» **Consigne 1**: Indiquez si chacune des affirmations suivantes s'accorde avec la section du texte, en répondant par oui ou par non et en citant à l'identique les mots qui tranchent. (a) L'armée ukrainienne a tenté une contre-offensive en juin 2023. (b) Le général Zaluzhny avait été prévenu du limogeage du général Khorenko. (c) Dans le meilleur des cas, les F-16 promis n'arriveront qu'au printemps 2024.

» **Section du texte**:

══════════════════════════════

En même temps, l’Ukraine ne dispose pratiquement pas d’aviation comme élément majeur de ses ressources militaires. En l’absence totale de soutien aérien pour l’offensive terrestre, l’armée ukrainienne a tenté une contre-offensive en juin 2023, mais n’a remporté aucun succès significatif permettant de parler d’une percée vers la mer d’Azov ou la Crimée. Malheureusement, l’héroïsme des soldats ukrainiens n’a pas suffi à lui seul. Et ce n’est que récemment, lorsque le gouvernement ukrainien a été convaincu de l’échec de la contre-offensive sur le front sud, qu’il a reconnu l’importante pénurie d’armes occidentales pour réussir à franchir la ligne de défense russe. Cependant, ces éléments, évidents pour tous, ont été passés sous silence par les autorités ukrainiennes en mai-juin 2023, alors que se préparait et lançait la contre-offensive ukrainienne. Les porte-parole de Zelensky rivalisaient alors pour affirmer que les armes reçues par l’armée ukrainienne de la part des « partenaires occidentaux » étaient suffisantes pour atteindre la Crimée et les côtes de la mer d’Azov d’ici la fin de l’été.

Les informations du général Zaluzhny données dans The Economist ont provoqué l’indignation de l’équipe de Zelensky. Si auparavant les contradictions entre la direction politique de Zelensky et la direction militaire de Zaluzhny étaient tenues secrètes, elles sont désormais révélées au grand jour. Il y a quelques jours, Zelensky a limogé le général Khorenko, proche de Zaluzhny, qui dirigeait avec succès les forces d’opérations spéciales des forces armées ukrainiennes. Il s’agissait d’une décision sans précédent, puisque le général Zaluzhny n’était même pas au courant de ce licenciement et que celui a été exécuté dans son dos. Le scandale de ce licenciement prend de l’ampleur.

Il est désormais évident pour tous que sans une aviation moderne, l’Ukraine n’a aucune chance de réussir une contre-offensive. Cependant, dans le meilleur des cas, l’armée ukrainienne ne pourra recevoir les avions F-16 promis par ses « partenaires occidentaux » qu’au printemps 2024, et même alors, en quantités minimes et avec des versions extrêmement dépassées de ceux-ci. Ce n’est qu’à l’automne 2023 que l’entourage de Zelensky a reconnu publiquement que les États-Unis et leurs partenaires occidentaux fournissaient à l’Ukraine suffisamment d’armes pour que l’Ukraine puisse ne pas perdre cette guerre, mais en même temps elle ne pouvait pas la gagner. Il est avantageux pour l’impérialisme occidental de prolonger la guerre aussi longtemps que possible, en affaiblissant la puissance militaire de l’agresseur russe et en entraînant finalement l’Ukraine dans les chaînes de l’esclavage par un endettement dont elle ne pourra jamais sortir.

══════════════════════════════

» **Informations extraites**:
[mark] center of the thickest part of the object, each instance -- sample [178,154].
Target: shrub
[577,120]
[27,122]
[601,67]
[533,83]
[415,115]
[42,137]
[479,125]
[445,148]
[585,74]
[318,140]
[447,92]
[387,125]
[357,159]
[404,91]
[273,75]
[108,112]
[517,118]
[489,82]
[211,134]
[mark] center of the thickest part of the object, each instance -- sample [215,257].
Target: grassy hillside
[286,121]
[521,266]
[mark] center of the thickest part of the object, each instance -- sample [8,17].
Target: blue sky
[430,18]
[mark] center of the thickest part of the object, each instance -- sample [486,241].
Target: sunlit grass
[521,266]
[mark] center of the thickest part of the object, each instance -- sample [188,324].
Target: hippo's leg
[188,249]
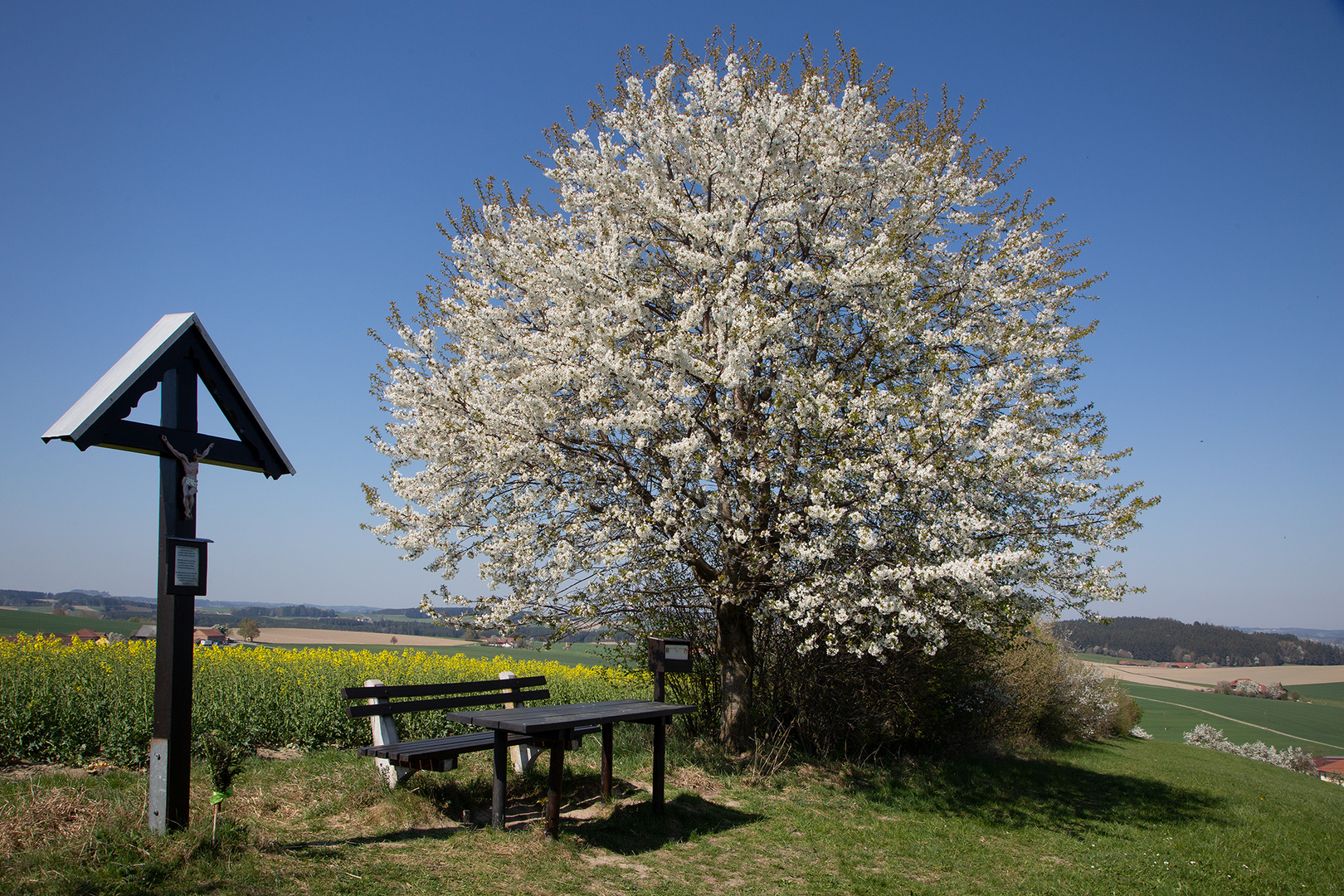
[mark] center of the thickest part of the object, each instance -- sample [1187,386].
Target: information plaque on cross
[173,356]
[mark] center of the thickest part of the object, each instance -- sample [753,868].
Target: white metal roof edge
[132,366]
[128,370]
[251,409]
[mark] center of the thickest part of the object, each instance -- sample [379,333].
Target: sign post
[173,356]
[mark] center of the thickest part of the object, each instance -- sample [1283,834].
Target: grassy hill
[30,622]
[1316,727]
[1121,817]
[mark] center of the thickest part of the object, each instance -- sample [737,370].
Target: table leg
[500,772]
[659,761]
[606,761]
[553,796]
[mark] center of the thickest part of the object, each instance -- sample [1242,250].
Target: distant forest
[1175,641]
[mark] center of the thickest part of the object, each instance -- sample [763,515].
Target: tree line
[1174,641]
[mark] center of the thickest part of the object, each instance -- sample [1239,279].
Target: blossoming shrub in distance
[1293,758]
[74,702]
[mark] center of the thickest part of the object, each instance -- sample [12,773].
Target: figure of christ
[191,469]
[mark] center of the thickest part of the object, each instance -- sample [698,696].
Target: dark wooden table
[554,726]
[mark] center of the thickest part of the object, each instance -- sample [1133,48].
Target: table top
[533,720]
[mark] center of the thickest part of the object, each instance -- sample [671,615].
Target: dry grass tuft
[47,817]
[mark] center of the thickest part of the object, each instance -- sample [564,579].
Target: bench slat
[442,703]
[440,748]
[387,692]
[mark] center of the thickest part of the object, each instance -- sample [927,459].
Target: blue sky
[280,169]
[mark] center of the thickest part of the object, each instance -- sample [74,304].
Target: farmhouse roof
[99,418]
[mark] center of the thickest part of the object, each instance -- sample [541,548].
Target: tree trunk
[737,657]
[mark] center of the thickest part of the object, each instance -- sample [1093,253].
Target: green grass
[1328,694]
[28,622]
[1313,727]
[1120,817]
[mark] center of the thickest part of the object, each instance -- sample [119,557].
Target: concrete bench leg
[522,755]
[385,733]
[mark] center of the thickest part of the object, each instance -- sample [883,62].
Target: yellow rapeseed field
[82,700]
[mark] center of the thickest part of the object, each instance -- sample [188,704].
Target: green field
[1097,657]
[1121,817]
[1329,694]
[28,622]
[1170,712]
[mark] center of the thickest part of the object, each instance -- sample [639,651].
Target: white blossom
[782,347]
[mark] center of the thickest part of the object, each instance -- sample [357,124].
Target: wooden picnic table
[554,727]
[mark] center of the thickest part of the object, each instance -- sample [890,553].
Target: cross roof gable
[99,416]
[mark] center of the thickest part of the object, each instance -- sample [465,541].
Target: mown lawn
[1120,817]
[1315,727]
[1329,694]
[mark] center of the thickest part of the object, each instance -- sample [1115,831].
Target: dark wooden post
[169,750]
[606,762]
[660,752]
[498,805]
[557,778]
[173,355]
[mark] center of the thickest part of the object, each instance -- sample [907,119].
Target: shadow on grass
[635,829]
[1010,791]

══════════════════════════════

» **Consigne 2**: Dans les enregistrements, recopiez les lignes allant de celle qui contient « -- sample [890,553]. » jusqu'à la fin des enregistrements incluse, en substituant « shadow on lawn » à « shadow on grass » et en laissant tout le reste inchangé.

» **Résultat obtenu 1**:
(a) Oui : « l’armée ukrainienne a tenté une contre-offensive en juin 2023 ».
(b) Non : « le général Zaluzhny n’était même pas au courant de ce licenciement ».
(c) Oui : « dans le meilleur des cas, l’armée ukrainienne ne pourra recevoir les avions F-16 promis par ses « partenaires occidentaux » qu’au printemps 2024 ».

» **Résultat obtenu 2**:
[mark] center of the thickest part of the object, each instance -- sample [890,553].
Target: cross roof gable
[99,416]
[mark] center of the thickest part of the object, each instance -- sample [465,541].
Target: mown lawn
[1120,817]
[1315,727]
[1329,694]
[mark] center of the thickest part of the object, each instance -- sample [1115,831].
Target: dark wooden post
[169,750]
[606,762]
[660,752]
[498,805]
[557,778]
[173,355]
[mark] center of the thickest part of the object, each instance -- sample [907,119].
Target: shadow on lawn
[635,829]
[1010,791]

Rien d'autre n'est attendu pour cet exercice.